Requirement: Reproduce every line of the data from its beginning through the line containing "93), (150, 91)]". Add -33 to each coordinate in the answer outlines and leave every other number unchanged.

Items from a data source:
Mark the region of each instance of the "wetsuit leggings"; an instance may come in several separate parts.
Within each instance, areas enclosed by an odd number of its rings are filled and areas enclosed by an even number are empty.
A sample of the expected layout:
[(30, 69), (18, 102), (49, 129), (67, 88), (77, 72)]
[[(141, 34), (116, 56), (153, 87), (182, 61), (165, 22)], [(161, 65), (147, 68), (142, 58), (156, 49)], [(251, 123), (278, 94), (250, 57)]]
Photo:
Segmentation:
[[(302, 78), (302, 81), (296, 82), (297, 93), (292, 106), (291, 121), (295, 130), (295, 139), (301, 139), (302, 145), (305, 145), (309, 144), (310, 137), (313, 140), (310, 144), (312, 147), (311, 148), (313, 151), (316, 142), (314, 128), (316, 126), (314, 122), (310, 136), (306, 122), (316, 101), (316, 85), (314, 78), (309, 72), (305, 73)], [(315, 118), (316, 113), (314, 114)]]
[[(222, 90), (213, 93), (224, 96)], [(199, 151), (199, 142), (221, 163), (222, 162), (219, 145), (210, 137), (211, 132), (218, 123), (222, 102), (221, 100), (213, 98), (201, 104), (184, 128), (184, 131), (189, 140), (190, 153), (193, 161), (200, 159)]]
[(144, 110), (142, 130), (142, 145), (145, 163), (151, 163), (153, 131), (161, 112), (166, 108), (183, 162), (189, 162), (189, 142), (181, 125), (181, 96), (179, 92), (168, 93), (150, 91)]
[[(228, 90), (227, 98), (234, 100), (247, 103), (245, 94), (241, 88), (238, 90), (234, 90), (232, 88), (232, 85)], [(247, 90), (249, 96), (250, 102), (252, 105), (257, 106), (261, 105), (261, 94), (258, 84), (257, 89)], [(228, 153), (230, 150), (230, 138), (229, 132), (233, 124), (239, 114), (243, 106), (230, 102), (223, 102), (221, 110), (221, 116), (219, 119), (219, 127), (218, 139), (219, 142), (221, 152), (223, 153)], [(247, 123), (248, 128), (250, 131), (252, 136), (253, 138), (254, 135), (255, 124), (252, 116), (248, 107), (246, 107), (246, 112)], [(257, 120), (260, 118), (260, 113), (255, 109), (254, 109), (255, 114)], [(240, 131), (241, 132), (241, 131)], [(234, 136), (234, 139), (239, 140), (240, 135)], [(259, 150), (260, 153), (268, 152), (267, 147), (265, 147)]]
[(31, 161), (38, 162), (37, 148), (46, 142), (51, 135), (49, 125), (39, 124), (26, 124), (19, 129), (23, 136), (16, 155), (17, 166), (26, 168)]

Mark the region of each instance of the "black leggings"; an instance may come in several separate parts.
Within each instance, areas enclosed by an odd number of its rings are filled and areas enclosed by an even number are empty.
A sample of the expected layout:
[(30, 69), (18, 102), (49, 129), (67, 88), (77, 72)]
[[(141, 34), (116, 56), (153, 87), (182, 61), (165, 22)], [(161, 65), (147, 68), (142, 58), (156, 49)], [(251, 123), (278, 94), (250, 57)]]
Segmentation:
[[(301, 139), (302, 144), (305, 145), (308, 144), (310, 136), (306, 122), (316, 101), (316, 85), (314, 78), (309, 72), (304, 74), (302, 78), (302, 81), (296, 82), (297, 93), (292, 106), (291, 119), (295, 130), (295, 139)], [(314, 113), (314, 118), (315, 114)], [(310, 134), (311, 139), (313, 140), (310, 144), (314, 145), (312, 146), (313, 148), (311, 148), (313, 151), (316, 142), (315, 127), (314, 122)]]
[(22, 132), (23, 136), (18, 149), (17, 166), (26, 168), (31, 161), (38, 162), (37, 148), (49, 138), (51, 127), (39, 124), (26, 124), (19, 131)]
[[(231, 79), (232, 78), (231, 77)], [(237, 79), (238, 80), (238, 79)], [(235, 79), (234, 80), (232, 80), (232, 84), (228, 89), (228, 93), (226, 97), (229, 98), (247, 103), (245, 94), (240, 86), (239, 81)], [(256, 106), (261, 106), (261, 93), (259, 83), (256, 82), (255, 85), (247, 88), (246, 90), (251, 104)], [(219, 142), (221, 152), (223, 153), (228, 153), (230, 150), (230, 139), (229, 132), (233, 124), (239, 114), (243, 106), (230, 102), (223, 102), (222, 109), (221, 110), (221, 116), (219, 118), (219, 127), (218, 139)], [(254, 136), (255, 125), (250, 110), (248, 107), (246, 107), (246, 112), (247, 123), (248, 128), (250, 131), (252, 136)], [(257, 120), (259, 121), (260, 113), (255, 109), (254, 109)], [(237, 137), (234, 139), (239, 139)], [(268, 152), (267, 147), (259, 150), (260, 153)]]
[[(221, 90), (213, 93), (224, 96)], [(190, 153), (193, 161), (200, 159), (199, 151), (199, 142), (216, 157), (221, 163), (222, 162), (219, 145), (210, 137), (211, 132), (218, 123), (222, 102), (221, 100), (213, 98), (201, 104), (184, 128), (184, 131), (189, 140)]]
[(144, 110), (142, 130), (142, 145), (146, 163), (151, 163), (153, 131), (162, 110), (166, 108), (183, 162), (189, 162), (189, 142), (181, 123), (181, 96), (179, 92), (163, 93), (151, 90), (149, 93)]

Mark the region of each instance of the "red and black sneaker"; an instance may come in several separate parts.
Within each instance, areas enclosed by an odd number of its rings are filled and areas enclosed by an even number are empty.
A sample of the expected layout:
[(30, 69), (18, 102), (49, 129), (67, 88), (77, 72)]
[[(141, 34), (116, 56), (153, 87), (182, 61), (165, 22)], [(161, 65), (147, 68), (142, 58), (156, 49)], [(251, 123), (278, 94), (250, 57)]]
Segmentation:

Finished exercise:
Mark the region of each instance of the "wetsuit leggings"; an instance may come in several separate parts.
Within each instance, areas enclosed by an odd number of its rings are filled and areas enclosed by an even number are empty.
A sample of the expected layout:
[(30, 69), (18, 102), (49, 129), (67, 88), (77, 72)]
[[(141, 34), (116, 56), (153, 87), (182, 61), (165, 22)], [(161, 65), (147, 68), (142, 58), (156, 49)], [(251, 123), (278, 94), (250, 57)]]
Photo:
Segmentation:
[[(269, 45), (269, 48), (263, 49), (264, 60), (259, 73), (258, 88), (262, 97), (262, 106), (268, 106), (269, 112), (272, 112), (276, 111), (277, 104), (280, 107), (277, 111), (279, 114), (278, 115), (280, 118), (283, 109), (281, 95), (283, 93), (281, 89), (277, 103), (273, 89), (283, 68), (283, 52), (281, 45), (276, 39), (272, 40)], [(282, 85), (283, 80), (281, 81)]]
[[(189, 57), (180, 60), (191, 63)], [(166, 118), (166, 109), (188, 130), (189, 129), (186, 112), (177, 104), (178, 99), (185, 90), (189, 69), (188, 67), (180, 65), (168, 71), (151, 95), (151, 98), (156, 107), (157, 120), (160, 128), (167, 126)]]
[(111, 77), (109, 97), (109, 112), (112, 130), (118, 130), (120, 98), (128, 79), (133, 75), (150, 129), (156, 129), (156, 109), (148, 92), (148, 63), (146, 59), (135, 60), (117, 58)]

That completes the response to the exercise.